• EXERCISE: Which lines of the data hold the word "goose"? Copy all of them.
*** Begin section ***
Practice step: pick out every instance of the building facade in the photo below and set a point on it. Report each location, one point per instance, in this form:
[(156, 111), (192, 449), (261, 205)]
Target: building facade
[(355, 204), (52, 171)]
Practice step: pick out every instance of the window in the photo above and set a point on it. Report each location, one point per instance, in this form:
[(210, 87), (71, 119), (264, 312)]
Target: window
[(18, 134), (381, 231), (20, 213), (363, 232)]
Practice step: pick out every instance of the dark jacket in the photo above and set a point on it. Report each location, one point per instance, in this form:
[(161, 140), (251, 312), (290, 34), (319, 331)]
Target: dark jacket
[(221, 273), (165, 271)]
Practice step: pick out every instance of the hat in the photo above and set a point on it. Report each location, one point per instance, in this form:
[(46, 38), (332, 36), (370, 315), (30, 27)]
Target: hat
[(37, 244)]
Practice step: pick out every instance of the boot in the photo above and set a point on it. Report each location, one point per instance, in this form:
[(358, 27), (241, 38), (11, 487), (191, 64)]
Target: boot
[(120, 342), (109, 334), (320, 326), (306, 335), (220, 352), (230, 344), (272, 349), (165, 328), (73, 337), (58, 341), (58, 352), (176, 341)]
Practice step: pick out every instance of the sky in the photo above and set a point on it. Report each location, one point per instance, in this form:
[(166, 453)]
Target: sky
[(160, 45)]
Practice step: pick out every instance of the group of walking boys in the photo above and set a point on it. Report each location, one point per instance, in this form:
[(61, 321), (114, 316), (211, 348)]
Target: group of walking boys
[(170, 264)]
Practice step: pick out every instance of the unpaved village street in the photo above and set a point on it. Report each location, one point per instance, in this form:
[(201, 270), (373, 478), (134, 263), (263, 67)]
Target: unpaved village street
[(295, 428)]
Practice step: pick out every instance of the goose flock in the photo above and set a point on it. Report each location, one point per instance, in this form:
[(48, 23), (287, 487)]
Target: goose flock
*** End section ***
• TASK SOLUTION:
Practice step: pick out every instance of the goose flock in the photo above and set a point on it. Report each location, one point per instance, in this form:
Target: goose flock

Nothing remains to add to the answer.